[Records from a collection]
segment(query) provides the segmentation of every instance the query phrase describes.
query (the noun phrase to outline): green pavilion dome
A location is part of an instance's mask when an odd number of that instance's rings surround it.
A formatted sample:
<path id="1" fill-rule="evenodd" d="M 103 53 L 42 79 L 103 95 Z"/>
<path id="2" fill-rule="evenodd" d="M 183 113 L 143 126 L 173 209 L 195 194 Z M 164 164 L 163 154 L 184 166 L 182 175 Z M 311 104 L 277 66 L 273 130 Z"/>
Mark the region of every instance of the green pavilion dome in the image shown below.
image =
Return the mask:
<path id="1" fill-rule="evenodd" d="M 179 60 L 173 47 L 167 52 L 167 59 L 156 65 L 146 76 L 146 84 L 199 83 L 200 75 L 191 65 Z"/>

THE PROBLEM: Reproduce the rows above word for word, keeping every line as it appears.

OUTPUT OF THE EXERCISE:
segment(query) provides the segmentation of every instance the query phrase describes.
query (the noun phrase to outline): green pavilion dome
A location is part of an instance's mask when an odd number of that instance's rings surround it.
A formatted sample:
<path id="1" fill-rule="evenodd" d="M 103 53 L 42 79 L 103 95 Z"/>
<path id="2" fill-rule="evenodd" d="M 183 113 L 143 126 L 173 209 L 195 194 Z M 164 164 L 163 154 L 184 166 L 182 175 Z M 311 104 L 277 66 L 273 130 Z"/>
Mark the region of every instance of the green pavilion dome in the image shown below.
image =
Return the mask:
<path id="1" fill-rule="evenodd" d="M 179 60 L 173 47 L 167 52 L 167 59 L 156 65 L 146 76 L 146 84 L 199 83 L 200 75 L 191 65 Z"/>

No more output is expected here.